Position annotation records:
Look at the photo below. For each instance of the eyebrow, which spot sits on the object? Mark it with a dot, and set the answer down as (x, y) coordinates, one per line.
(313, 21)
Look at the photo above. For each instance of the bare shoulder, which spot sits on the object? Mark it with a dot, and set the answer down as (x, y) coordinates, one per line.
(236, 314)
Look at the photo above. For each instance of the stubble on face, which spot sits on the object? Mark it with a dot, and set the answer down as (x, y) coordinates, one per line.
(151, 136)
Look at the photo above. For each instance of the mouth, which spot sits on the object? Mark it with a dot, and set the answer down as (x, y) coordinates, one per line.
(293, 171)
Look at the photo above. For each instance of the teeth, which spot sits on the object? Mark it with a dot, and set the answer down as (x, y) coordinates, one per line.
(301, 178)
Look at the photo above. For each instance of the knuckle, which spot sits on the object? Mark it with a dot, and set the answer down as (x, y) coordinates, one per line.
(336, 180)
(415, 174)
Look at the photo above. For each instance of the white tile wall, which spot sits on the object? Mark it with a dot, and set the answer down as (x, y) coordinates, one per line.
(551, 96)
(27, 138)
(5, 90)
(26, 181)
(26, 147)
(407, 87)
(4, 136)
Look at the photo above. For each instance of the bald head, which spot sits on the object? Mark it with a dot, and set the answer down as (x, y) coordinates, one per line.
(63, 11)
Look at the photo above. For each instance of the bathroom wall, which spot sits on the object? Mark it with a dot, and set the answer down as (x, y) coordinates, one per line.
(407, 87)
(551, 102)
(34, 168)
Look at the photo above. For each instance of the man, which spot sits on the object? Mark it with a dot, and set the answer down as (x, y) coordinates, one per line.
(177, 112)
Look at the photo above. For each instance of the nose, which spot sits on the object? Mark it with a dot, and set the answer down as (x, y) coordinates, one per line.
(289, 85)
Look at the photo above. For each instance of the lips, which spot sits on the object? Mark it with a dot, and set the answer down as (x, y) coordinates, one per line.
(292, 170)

WHAT TO PRODUCE:
Copy out the lines between the one holding "the man, which" and the end of the records, inclusive, requests and all, adding 113 to every coordinate in the answers.

ANSWER TO THIS TASK:
Look at the photo above. For each instance of the man, which spot sits on the object? Mark it with a dot, and set the answer down as (x, y) coordinates, one per line.
(290, 225)
Look at the photo above. For each instance of the nose, which spot sits on the object? Mark it with a dot, and set the answer down as (x, y) coordinates, one per line.
(402, 198)
Look at the photo above. For each instance of the lips, which spot sits on the object? Mark it with a dot, and set the answer down as (x, y) coordinates, one per line.
(405, 283)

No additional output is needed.